▶ Set problem: Give all of the lines again exactly as they read.

Raw records
════

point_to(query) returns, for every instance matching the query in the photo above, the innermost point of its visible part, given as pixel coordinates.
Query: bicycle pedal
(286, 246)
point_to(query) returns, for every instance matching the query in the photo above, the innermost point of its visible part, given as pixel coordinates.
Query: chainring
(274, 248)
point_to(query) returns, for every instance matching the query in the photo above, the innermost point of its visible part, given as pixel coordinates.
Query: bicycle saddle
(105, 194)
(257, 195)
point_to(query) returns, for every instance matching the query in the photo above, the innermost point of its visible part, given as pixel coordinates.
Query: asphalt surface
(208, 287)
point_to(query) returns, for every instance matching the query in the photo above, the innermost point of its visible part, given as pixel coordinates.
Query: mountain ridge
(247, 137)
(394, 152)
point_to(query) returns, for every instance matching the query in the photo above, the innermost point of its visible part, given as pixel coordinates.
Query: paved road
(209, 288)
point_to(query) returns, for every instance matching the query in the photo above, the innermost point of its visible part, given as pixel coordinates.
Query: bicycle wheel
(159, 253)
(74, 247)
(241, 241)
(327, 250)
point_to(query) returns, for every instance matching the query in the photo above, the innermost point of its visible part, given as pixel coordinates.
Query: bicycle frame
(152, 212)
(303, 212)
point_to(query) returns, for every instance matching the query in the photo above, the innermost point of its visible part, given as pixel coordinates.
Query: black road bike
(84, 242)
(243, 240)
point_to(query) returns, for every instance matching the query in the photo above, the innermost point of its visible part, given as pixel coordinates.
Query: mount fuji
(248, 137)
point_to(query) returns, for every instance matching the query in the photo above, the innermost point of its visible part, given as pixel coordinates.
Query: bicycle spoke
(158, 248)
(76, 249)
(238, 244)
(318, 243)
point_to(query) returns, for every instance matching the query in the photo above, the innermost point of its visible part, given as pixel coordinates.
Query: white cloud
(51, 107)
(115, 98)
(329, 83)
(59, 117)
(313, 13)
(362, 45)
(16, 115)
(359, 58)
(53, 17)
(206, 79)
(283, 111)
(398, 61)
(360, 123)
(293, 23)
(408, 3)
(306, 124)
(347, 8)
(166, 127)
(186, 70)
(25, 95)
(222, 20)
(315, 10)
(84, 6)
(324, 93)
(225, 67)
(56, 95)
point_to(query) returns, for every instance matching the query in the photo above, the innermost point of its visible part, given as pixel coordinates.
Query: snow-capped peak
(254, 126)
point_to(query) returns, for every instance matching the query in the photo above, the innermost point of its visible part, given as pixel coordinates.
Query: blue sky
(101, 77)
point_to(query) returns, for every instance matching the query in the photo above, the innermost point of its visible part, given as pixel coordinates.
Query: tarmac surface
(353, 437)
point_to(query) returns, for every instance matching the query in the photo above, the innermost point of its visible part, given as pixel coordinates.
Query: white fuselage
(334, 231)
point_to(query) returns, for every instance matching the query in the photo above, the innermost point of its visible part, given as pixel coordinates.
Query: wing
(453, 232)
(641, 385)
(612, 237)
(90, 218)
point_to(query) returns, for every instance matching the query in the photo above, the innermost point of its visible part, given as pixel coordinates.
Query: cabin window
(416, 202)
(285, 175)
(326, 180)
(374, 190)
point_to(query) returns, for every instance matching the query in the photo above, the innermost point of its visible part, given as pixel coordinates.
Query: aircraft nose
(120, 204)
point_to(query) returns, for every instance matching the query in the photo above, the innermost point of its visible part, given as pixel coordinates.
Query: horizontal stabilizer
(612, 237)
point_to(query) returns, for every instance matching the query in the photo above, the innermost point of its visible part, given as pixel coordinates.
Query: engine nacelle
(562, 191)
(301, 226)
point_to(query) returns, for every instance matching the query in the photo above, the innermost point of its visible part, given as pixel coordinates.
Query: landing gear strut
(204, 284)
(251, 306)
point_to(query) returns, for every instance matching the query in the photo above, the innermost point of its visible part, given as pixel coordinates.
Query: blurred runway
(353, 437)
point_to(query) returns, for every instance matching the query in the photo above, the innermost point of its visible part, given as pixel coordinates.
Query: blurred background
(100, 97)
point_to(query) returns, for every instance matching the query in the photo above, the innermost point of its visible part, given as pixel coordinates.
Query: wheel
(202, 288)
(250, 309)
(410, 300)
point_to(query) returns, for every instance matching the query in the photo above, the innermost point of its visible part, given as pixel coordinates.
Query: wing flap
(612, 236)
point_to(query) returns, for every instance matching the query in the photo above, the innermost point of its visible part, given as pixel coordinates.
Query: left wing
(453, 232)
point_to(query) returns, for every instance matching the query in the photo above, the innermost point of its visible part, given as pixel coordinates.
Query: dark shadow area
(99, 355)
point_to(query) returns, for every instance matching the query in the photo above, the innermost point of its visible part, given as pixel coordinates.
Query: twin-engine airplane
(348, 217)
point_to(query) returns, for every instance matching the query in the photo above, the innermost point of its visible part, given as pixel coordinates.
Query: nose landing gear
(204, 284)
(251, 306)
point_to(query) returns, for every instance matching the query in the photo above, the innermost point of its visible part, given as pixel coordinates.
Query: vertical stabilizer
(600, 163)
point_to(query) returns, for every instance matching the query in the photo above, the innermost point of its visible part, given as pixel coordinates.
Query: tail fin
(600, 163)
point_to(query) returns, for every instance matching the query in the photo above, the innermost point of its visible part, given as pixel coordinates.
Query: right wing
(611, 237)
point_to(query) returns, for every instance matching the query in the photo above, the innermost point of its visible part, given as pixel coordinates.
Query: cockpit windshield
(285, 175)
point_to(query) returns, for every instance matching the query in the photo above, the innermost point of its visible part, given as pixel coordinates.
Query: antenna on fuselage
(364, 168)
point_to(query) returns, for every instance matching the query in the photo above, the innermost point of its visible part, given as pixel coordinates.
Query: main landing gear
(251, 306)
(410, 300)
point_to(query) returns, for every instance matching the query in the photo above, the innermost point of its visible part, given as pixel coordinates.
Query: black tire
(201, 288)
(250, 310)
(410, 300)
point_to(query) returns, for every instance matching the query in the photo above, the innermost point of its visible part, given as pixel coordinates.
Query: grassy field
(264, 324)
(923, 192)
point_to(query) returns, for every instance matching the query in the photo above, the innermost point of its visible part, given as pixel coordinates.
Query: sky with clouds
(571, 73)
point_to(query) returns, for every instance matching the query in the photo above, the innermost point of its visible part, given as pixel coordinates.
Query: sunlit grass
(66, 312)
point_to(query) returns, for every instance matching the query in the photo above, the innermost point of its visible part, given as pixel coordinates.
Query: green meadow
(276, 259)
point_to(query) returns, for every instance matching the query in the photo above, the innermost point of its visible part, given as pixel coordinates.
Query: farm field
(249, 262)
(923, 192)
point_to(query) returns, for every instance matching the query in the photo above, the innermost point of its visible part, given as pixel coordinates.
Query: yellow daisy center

════

▶ The result:
point_to(query) returns, for every instance matching the query in the photo above, the innermost point of its visible part, given as pixel coordinates.
Query: bicycle pedal
(286, 246)
point_to(query) returns, for every instance matching the query in the photo above, the innermost point of its visible part, given as pixel coordinates.
Query: chainring
(274, 248)
point_to(query) returns, for every instance matching the query in the photo above, the innermost point of its visible part, given as pixel coordinates.
Query: bicycle saddle
(105, 194)
(257, 195)
point_to(query) returns, for every instance matching the query in the photo above, the innermost point of its visible part, given as pixel coordinates.
Query: asphalt surface
(208, 287)
point_to(query) returns, for every instance matching the query in the photo above, the innermost point of its visible part, given as pixel coordinates.
Query: mountain ridge
(247, 137)
(394, 152)
point_to(query) returns, for every instance matching the query in the photo above, the innermost point of its visible part, given as pixel coordinates.
Query: paved road
(209, 288)
point_to(query) returns, for every instance matching the query in the photo above, the innermost point of its visible part, given as pixel coordinates.
Query: bicycle wheel
(159, 253)
(74, 247)
(241, 241)
(327, 250)
point_to(query) returns, for every instance matching the query in the photo above, the innermost point of its visible part, given as pixel coordinates.
Query: bicycle frame
(152, 212)
(303, 212)
point_to(query) returns, for every instance matching the query in the photo above, the innermost point of its visible part, given as pixel coordinates.
Query: black road bike
(84, 242)
(243, 240)
point_to(query) returns, for every instance matching the query in the photo above, the innermost point of its visible part, given as pixel coordinates.
Query: mount fuji
(248, 137)
point_to(query) returns, for every instance matching the query in the photo above, the innermost point of its visible part, given as pixel coordinates.
Query: bicycle spoke
(158, 248)
(76, 249)
(238, 244)
(318, 243)
point_to(query) returns, for every instance matching the query in the photo above, the innermost point of its visible part, given as pixel coordinates.
Query: white cloud
(51, 107)
(115, 98)
(329, 83)
(59, 117)
(313, 13)
(362, 45)
(16, 115)
(359, 58)
(53, 17)
(206, 79)
(283, 111)
(398, 61)
(360, 123)
(293, 23)
(408, 3)
(306, 124)
(347, 8)
(166, 127)
(186, 70)
(25, 95)
(222, 20)
(315, 10)
(84, 6)
(324, 93)
(225, 67)
(56, 95)
point_to(query) returns, for every instance matching the query in the photo above, the innermost point of its visible part, given as pixel coordinates.
Query: snow-capped peak
(254, 126)
point_to(query) returns, for every instance matching the query in the photo above, the innermost point of its visible part, given as pixel coordinates.
Query: blue sky
(101, 77)
point_to(query) returns, for every instance matching the query in the photo above, the innermost point of its visible part, given as pixel coordinates.
Query: tarmac surface
(353, 437)
point_to(query) returns, for every instance matching the query in the photo above, the innermost point of its visible part, given as pixel coordinates.
Query: white fuselage
(334, 231)
point_to(query) returns, for every instance matching the query in the photo above, the innermost point of its visible part, given as pixel coordinates.
Query: wing
(453, 232)
(641, 385)
(612, 237)
(90, 218)
point_to(query) returns, for every instance matching the query in the photo above, the innermost point of its visible part, given as pixel coordinates.
Query: cabin window
(416, 202)
(285, 175)
(326, 180)
(374, 190)
point_to(query) returns, for every instance matching the query in the photo above, the innermost point of its visible part, given as pixel coordinates.
Query: aircraft nose
(120, 204)
point_to(query) returns, for every instance matching the query in the photo above, the innermost point of its visible part, given as pixel coordinates.
Query: horizontal stabilizer
(612, 237)
point_to(query) returns, for every instance matching the query in the photo above, the innermost point of its visible part, given as pixel coordinates.
Query: engine nacelle
(562, 191)
(301, 226)
point_to(query) returns, for every instance matching the query in the photo above, the innermost point of its visible part, given as pixel coordinates.
Query: landing gear strut
(204, 284)
(251, 306)
point_to(query) returns, for every instance matching the query in the photo above, the innermost point of its visible part, given as pixel coordinates.
Query: blurred runway
(353, 437)
point_to(query) returns, for every instance matching the query in the photo above, the innermost point of its visible part, given as pixel coordinates.
Query: blurred background
(100, 97)
point_to(query) returns, for every instance matching the query in the photo above, the innermost point of its visible part, given as pixel coordinates.
Query: wheel
(202, 288)
(250, 309)
(410, 300)
point_to(query) returns, for every instance matching the query in the photo above, the innermost point of its visible part, given as pixel coordinates.
Query: wing flap
(612, 236)
point_to(query) returns, for every instance matching the query in the photo above, the innermost point of its visible part, given as pixel coordinates.
Query: left wing
(453, 232)
point_to(query) returns, for every instance matching the query in the photo above, the innermost point of its visible part, given as pixel coordinates.
Query: dark shadow area
(99, 355)
point_to(query) returns, for every instance matching the query in the photo above, the innermost point of its visible part, given as pixel coordinates.
Query: twin-engine airplane
(348, 217)
point_to(query) returns, for every instance matching the query in the photo above, the innermost point of its visible part, given as pixel coordinates.
Query: nose landing gear
(204, 284)
(251, 306)
point_to(query) returns, for every instance matching the query in the photo above, the innermost point of its visible part, given as pixel coordinates.
Query: vertical stabilizer
(600, 163)
point_to(query) returns, for every instance matching the query in the photo above, the innermost point of its visible part, given as pixel coordinates.
Query: tail fin
(600, 163)
point_to(query) returns, for every instance matching the query in the photo above, the innermost point of its visible part, given as pixel coordinates.
Query: right wing
(611, 237)
point_to(query) returns, for every instance matching the query in the photo above, the innermost point of its visible part, given as pixel coordinates.
Query: cockpit windshield
(285, 175)
point_to(query) returns, for every instance matching the query in the photo above, the innermost point of its visible part, given as pixel coordinates.
Query: antenna on fuselage
(364, 168)
point_to(query) returns, for every instance matching the query in the photo above, the innermost point of its visible part, given as pixel coordinates.
Query: main landing gear
(251, 306)
(410, 300)
point_to(query) returns, for every instance matching the query in the photo above, the innermost point of its visible part, given as pixel coordinates.
Query: black tire
(201, 288)
(250, 310)
(410, 300)
point_to(query) returns, for every instance matching the query in the photo above, the innermost point of its visible part, given as pixel coordinates.
Query: grassy field
(264, 324)
(923, 192)
point_to(query) returns, for every instance matching the query in the photo above, the innermost point of its visible part, given as pixel coordinates.
Query: sky with clouds
(571, 73)
point_to(query) returns, for every instance matching the query in the photo above, the innermost point of its visible part, given as pixel coordinates.
Query: sunlit grass
(66, 312)
point_to(query) returns, for every instance matching the query in the photo above, the innermost point of its visible part, given as pixel coordinates.
Query: green meadow
(276, 259)
point_to(query) returns, for every instance matching the query in the photo above, the innermost point of its visible part, given as pixel coordinates.
Query: farm field
(249, 262)
(923, 192)
point_to(query) returns, for every instance matching the query in the photo above, the innermost point of its visible part, given as pixel coordinates.
Query: yellow daisy center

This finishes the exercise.